Text-to-region grounding data
────────────────────────────────────────

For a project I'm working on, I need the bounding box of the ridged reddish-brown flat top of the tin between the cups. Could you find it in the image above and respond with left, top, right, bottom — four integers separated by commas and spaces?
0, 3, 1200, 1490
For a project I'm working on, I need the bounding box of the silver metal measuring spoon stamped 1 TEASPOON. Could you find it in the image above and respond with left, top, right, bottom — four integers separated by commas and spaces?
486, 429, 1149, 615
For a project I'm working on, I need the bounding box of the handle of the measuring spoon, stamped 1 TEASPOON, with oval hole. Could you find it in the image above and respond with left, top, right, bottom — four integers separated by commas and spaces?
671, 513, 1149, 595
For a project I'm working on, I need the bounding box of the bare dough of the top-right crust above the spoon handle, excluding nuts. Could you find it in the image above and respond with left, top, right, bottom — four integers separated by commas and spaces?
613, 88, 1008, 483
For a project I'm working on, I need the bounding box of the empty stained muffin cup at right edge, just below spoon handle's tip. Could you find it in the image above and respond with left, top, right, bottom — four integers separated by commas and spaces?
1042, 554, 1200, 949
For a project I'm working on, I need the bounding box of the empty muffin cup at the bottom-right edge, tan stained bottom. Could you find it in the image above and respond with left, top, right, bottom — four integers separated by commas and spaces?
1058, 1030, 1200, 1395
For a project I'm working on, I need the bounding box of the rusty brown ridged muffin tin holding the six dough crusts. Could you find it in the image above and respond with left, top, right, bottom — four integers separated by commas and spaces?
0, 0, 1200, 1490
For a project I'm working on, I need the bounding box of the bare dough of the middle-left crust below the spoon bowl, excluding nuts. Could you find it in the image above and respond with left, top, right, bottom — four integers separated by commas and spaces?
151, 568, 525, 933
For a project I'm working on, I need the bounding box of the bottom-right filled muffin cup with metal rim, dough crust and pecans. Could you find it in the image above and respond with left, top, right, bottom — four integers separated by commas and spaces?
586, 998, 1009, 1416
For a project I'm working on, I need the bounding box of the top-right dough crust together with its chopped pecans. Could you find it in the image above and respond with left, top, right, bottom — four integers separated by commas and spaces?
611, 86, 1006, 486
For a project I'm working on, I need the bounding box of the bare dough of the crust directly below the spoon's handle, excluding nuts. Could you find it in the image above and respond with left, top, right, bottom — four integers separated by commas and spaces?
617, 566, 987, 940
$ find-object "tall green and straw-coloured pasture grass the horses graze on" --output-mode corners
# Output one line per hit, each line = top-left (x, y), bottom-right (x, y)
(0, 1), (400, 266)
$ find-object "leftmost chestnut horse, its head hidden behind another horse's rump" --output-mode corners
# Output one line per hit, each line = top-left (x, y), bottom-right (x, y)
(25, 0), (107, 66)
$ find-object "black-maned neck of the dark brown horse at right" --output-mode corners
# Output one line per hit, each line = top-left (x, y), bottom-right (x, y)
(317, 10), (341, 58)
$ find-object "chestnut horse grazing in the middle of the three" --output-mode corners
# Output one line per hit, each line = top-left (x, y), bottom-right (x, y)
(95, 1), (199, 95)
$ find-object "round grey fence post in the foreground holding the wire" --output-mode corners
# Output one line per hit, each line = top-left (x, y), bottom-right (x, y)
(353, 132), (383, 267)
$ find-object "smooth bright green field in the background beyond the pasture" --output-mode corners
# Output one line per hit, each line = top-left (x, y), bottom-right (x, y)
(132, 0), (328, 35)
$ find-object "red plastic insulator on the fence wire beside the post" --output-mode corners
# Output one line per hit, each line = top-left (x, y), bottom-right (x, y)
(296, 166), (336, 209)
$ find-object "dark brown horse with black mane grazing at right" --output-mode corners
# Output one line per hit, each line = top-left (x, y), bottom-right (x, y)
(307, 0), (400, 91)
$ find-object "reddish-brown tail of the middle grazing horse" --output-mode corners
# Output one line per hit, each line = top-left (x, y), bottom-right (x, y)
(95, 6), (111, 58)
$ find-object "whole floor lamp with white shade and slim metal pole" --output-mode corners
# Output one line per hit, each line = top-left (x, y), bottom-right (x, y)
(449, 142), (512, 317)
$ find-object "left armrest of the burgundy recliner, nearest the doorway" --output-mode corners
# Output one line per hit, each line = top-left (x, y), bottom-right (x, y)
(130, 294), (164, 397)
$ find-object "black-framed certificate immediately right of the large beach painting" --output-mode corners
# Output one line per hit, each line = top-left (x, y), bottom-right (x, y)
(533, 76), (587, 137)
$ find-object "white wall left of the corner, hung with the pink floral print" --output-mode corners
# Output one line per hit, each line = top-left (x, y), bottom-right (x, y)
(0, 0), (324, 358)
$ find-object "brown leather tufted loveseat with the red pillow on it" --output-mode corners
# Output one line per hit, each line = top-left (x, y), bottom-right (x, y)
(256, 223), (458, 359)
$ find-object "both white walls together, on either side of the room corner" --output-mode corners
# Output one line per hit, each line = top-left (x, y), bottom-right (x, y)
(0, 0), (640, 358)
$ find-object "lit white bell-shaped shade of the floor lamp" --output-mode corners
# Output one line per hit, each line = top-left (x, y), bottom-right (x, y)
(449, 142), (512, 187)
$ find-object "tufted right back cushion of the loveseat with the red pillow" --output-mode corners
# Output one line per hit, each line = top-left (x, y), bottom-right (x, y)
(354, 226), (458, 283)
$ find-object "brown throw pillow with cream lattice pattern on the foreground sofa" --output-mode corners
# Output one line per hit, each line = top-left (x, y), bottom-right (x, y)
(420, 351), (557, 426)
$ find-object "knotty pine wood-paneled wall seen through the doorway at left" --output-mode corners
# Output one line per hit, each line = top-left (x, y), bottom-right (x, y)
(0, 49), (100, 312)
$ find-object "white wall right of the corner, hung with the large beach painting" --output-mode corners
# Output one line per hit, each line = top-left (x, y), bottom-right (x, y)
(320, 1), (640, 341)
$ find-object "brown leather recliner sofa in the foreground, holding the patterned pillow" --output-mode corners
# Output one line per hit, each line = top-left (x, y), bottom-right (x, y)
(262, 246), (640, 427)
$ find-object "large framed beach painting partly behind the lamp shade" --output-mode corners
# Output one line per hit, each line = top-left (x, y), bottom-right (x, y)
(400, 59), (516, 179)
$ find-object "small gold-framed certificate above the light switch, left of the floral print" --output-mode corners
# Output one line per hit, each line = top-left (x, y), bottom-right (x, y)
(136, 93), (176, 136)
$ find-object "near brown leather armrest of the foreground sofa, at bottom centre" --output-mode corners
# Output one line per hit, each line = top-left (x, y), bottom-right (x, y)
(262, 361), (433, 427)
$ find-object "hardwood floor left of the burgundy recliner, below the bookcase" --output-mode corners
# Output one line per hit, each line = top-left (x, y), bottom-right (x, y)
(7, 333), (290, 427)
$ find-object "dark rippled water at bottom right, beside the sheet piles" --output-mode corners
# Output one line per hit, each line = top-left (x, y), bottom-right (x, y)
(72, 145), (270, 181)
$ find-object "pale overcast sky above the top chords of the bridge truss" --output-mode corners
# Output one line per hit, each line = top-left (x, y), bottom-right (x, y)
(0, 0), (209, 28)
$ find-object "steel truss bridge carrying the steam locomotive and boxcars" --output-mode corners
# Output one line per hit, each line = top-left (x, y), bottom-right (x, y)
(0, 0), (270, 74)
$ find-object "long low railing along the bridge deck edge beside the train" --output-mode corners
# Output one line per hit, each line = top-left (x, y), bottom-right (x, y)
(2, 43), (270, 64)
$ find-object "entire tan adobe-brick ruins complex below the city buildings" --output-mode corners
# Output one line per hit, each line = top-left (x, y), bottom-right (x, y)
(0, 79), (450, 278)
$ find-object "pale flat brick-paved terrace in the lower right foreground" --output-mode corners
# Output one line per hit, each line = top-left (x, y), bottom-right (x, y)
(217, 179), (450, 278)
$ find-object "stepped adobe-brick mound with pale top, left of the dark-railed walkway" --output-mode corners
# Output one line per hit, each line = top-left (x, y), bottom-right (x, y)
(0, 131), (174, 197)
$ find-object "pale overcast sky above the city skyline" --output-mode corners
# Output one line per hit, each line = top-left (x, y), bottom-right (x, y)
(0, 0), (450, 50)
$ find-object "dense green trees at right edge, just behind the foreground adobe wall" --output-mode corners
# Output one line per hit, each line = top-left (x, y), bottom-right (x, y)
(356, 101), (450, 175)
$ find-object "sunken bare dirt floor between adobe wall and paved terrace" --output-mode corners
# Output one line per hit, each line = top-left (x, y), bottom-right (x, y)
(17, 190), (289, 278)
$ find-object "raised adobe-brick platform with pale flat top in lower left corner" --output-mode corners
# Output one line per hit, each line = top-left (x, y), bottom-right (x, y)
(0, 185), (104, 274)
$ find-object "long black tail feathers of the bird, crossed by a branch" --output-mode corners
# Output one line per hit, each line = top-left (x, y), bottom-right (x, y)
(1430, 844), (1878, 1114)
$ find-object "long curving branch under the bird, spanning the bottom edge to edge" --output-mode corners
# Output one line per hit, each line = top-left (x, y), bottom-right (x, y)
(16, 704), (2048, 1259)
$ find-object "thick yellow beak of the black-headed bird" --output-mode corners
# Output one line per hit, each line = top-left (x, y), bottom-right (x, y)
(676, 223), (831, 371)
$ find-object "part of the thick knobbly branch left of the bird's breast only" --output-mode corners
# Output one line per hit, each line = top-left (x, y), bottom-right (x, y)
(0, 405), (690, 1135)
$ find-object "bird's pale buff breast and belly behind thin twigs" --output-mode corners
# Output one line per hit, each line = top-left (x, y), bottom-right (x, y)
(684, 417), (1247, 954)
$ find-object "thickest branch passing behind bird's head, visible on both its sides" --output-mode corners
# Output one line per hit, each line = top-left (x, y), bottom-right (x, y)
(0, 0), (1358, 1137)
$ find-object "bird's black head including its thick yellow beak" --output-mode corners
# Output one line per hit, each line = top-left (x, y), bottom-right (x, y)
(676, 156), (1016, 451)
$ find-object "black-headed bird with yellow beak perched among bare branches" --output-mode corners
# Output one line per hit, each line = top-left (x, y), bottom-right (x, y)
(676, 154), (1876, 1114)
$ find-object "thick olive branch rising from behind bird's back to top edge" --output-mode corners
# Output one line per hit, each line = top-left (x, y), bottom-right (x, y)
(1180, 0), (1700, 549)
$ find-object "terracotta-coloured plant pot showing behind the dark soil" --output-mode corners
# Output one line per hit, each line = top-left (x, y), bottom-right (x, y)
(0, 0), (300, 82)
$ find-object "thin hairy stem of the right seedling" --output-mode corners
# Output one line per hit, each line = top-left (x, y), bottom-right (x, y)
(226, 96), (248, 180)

────────────────────────────────────────

ASSIGNMENT:
Look above for the line containing "walls together, on". Output from there through the line containing "leather recliner sofa", exactly and inclusively.

COMPLETED EXERCISE:
$ find-object "both white walls together, on either side of the room corner" --output-mode corners
# Output one line per hit, each line = top-left (x, y), bottom-right (x, y)
(0, 0), (640, 358)
$ find-object "lit white bell-shaped shade of the floor lamp" --output-mode corners
# Output one line per hit, each line = top-left (x, y), bottom-right (x, y)
(449, 142), (512, 187)
$ find-object "tufted right back cushion of the loveseat with the red pillow" --output-mode corners
# Output one line per hit, each line = top-left (x, y), bottom-right (x, y)
(354, 226), (458, 283)
$ find-object "brown throw pillow with cream lattice pattern on the foreground sofa" --output-mode corners
# Output one line per hit, each line = top-left (x, y), bottom-right (x, y)
(420, 351), (557, 426)
$ find-object "knotty pine wood-paneled wall seen through the doorway at left" --output-mode corners
# Output one line per hit, each line = top-left (x, y), bottom-right (x, y)
(0, 49), (100, 312)
$ find-object "white wall right of the corner, hung with the large beach painting" --output-mode corners
# Output one line per hit, each line = top-left (x, y), bottom-right (x, y)
(320, 1), (640, 341)
$ find-object "brown leather recliner sofa in the foreground, holding the patterned pillow" --output-mode corners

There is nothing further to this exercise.